- **TASK GOAL**: Begin at the line of the records that contains "Reviewer note: confirm that each instance of the row" and repeat each line word for word, stopping after the line that contains "[(124, 425), (1075, 383)]".

- **ITEMS**:
──────────

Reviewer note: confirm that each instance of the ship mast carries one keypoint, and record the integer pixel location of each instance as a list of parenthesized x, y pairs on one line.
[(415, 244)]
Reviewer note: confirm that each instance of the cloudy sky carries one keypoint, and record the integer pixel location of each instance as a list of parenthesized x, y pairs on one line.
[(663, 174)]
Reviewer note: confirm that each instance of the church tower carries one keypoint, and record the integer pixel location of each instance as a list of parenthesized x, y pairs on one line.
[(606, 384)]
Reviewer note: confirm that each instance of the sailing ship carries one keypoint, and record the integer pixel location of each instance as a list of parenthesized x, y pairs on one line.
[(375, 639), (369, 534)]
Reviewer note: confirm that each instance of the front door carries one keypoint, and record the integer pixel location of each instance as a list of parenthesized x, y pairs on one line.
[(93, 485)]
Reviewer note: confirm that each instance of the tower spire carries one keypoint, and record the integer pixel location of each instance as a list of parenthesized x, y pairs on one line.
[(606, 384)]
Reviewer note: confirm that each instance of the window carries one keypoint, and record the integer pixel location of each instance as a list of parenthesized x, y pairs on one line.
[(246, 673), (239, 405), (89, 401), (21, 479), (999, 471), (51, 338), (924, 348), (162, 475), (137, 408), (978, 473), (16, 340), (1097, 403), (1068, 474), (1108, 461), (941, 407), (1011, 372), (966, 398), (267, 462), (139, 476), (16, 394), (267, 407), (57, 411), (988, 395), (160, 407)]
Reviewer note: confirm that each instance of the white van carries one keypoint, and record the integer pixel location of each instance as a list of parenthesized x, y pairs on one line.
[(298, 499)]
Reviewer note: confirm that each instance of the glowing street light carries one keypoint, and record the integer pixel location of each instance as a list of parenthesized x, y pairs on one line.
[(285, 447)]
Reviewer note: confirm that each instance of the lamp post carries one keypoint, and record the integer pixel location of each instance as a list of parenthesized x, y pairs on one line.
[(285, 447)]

──────────

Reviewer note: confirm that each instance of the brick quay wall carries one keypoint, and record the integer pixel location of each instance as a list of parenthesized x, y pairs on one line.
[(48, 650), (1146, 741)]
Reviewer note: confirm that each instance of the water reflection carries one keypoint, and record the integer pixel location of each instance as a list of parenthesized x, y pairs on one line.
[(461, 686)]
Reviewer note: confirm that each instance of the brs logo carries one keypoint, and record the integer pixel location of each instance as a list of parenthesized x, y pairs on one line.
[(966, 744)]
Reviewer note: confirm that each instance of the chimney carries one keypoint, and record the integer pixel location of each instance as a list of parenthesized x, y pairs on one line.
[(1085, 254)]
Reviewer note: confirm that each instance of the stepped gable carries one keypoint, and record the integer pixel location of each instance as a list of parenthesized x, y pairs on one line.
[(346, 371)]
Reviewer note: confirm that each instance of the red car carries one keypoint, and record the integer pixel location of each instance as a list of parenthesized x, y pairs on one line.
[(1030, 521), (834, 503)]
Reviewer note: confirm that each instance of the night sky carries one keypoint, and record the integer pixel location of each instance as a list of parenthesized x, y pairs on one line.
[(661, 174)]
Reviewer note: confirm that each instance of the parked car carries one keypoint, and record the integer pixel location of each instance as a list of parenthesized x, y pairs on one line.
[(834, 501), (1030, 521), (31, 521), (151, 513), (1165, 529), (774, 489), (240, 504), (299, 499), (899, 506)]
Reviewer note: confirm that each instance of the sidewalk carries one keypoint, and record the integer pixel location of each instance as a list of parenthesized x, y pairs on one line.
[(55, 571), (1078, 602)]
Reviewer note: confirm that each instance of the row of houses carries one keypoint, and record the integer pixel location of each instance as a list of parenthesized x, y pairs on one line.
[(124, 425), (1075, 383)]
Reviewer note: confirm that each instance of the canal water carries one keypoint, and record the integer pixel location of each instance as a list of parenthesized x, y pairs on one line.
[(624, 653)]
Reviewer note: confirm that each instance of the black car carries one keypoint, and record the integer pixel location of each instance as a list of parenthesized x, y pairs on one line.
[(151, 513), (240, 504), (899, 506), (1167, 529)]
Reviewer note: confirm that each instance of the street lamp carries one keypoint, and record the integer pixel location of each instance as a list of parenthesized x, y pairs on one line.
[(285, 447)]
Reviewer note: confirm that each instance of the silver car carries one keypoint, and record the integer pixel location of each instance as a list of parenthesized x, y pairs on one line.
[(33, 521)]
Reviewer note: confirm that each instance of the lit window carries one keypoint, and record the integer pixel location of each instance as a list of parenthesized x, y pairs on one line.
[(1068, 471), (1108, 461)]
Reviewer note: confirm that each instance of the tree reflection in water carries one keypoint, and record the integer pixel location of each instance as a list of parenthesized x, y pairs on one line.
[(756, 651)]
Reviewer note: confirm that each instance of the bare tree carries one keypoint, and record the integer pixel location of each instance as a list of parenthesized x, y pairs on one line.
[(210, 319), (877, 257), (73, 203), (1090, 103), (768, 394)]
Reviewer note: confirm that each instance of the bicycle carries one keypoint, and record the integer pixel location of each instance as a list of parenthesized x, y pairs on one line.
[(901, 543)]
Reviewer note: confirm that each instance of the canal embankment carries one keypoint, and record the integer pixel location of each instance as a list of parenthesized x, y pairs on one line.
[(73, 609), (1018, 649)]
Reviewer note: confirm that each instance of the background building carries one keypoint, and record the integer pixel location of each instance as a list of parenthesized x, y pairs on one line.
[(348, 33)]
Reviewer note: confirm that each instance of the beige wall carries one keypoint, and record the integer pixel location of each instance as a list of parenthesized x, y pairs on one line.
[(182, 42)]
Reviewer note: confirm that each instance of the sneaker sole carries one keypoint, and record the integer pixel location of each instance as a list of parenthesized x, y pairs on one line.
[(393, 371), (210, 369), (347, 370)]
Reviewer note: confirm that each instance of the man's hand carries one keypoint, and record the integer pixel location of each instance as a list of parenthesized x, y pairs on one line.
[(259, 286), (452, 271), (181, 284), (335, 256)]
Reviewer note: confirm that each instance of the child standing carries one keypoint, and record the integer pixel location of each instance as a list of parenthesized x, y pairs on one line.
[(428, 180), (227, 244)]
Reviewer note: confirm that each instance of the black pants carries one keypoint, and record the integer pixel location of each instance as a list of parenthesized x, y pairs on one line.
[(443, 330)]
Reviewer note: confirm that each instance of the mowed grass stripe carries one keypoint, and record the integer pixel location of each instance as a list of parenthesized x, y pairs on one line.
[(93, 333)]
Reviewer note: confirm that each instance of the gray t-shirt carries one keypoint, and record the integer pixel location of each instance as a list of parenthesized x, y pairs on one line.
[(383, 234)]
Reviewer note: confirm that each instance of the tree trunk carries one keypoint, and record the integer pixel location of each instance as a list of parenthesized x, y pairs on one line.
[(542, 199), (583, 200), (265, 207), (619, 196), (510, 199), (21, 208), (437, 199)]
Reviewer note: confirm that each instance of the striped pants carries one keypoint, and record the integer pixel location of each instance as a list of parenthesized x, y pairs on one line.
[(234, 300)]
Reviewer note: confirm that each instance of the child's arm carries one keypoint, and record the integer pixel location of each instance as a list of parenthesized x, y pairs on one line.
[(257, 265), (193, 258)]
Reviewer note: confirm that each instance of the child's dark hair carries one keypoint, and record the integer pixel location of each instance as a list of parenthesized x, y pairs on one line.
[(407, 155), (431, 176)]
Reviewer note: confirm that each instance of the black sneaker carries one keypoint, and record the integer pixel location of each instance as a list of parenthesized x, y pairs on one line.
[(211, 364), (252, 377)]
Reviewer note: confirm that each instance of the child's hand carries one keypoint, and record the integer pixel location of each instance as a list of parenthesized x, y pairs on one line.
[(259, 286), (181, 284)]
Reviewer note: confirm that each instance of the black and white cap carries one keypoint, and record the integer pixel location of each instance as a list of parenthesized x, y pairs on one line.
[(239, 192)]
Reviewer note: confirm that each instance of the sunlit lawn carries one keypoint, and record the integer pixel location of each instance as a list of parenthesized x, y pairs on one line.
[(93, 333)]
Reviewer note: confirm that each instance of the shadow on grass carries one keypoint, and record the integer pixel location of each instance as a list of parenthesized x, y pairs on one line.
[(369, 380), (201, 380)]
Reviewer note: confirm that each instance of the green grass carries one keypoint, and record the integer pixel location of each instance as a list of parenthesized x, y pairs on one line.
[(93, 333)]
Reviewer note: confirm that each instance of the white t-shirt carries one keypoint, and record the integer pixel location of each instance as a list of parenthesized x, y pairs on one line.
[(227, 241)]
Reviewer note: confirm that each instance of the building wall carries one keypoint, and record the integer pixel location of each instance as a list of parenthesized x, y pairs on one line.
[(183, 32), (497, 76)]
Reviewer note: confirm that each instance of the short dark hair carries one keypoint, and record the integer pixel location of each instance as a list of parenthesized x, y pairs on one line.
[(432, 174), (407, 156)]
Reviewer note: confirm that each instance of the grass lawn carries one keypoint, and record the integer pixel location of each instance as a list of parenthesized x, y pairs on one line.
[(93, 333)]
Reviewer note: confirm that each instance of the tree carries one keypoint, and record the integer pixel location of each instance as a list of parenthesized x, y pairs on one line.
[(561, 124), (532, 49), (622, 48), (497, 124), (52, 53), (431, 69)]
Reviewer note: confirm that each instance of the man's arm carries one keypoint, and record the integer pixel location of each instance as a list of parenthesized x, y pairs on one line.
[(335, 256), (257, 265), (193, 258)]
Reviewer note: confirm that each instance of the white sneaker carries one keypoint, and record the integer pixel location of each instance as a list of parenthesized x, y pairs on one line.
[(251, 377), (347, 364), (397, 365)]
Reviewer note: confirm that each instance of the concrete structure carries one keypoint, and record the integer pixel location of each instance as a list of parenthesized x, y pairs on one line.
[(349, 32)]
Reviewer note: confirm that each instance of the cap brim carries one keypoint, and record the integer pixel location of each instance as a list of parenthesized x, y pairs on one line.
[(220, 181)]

──────────

- **FULL ANSWER**:
Reviewer note: confirm that each instance of the row of houses carries one keypoint, and record the integer pixel location of each instance as a list of parenthesized x, y pairs on one line.
[(124, 425), (1075, 383)]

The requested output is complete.